EXERCISE AIM:
Extract every line of the records that contains the word "light", matching case exactly.

RAW RECORDS:
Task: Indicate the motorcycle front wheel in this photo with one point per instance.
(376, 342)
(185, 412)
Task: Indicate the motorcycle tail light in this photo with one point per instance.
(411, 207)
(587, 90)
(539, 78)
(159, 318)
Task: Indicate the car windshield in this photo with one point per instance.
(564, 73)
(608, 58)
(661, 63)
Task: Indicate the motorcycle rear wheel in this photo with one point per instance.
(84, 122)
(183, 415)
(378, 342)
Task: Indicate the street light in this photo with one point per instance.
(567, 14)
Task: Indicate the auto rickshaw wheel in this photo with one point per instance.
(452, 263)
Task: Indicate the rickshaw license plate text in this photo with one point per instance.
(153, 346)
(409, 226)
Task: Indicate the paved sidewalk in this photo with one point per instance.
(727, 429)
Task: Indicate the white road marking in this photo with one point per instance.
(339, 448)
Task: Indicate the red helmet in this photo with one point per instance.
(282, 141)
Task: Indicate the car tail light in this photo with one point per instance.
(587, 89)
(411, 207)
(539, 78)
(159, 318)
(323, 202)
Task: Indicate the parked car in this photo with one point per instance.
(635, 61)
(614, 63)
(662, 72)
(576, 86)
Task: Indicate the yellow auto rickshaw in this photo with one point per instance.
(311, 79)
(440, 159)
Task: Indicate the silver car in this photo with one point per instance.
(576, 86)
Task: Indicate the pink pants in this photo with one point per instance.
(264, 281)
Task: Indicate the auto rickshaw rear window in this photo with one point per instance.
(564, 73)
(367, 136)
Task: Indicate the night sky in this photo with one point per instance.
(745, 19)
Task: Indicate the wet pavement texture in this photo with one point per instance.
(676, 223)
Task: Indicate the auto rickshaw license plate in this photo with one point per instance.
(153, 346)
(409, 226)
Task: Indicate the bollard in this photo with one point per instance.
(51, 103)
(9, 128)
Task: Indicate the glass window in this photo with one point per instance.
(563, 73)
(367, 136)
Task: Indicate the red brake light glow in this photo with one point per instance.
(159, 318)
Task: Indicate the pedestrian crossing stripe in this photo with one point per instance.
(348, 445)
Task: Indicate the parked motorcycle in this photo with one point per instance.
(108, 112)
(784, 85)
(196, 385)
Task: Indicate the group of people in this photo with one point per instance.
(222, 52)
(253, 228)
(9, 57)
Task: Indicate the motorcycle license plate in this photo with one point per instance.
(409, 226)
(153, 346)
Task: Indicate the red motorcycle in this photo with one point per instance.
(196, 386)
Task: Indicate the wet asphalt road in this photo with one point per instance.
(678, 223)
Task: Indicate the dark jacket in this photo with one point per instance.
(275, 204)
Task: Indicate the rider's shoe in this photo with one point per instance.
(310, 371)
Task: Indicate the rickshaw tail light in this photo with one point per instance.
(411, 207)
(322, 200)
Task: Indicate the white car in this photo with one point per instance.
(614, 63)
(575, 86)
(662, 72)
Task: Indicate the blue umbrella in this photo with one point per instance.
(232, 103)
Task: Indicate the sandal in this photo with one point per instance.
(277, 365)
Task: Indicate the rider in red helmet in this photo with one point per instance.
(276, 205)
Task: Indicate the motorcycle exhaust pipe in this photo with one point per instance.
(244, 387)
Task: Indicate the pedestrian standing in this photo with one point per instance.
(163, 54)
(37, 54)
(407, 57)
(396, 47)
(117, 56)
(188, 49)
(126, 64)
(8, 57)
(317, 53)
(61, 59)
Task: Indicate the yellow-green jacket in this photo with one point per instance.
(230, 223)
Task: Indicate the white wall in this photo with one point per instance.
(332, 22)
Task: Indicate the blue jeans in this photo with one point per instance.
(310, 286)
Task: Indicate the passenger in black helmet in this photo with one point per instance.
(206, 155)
--
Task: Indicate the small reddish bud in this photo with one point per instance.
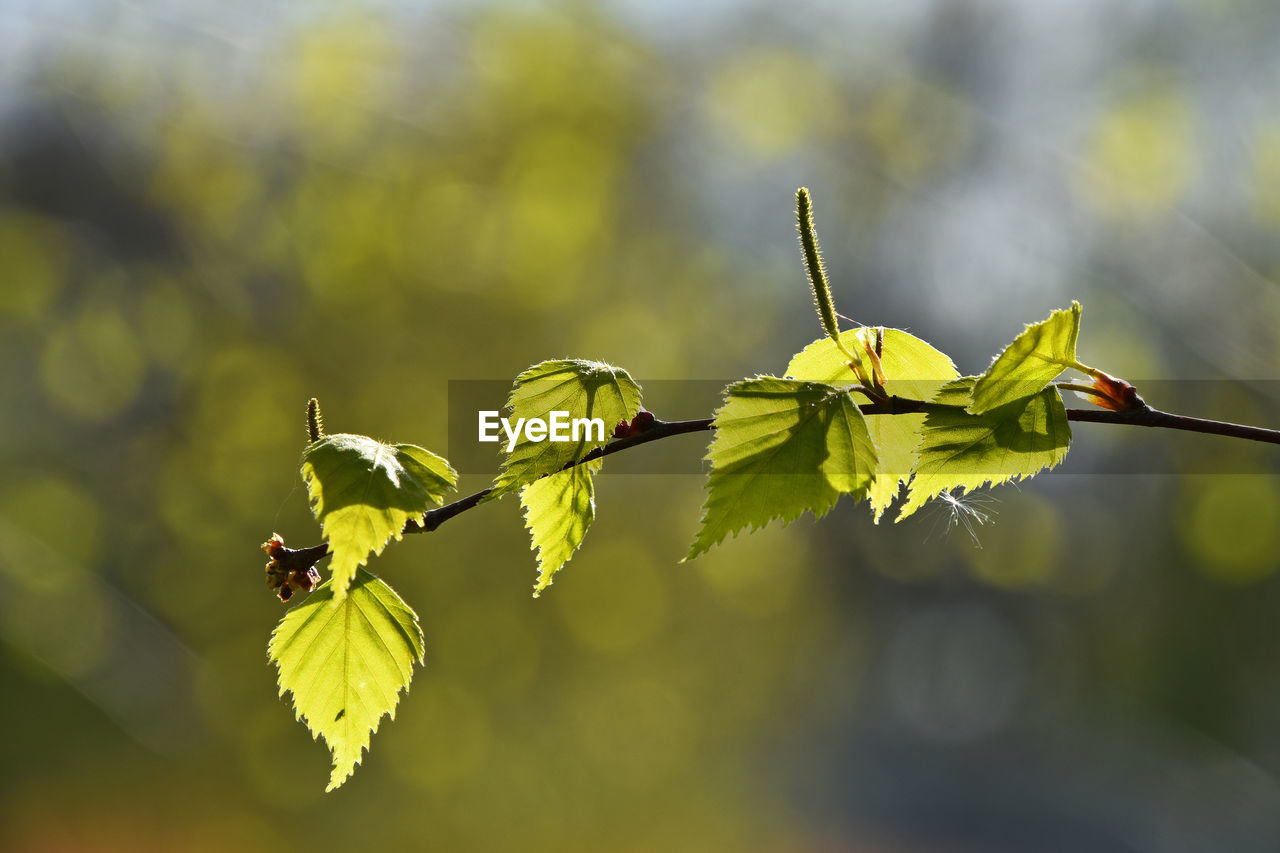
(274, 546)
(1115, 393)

EXERCISE RESULT:
Task: Indicate the motorcycle tail light in this photo with one point per instance.
Task: Indicate the street light in this photo with one point per instance.
Task: Indicate the car tail light in this photo with one point per instance.
Task: Indicate the red brake light glow in this photo with one point per instance.
Task: Indicate the rickshaw tail light in this photo with one point per instance.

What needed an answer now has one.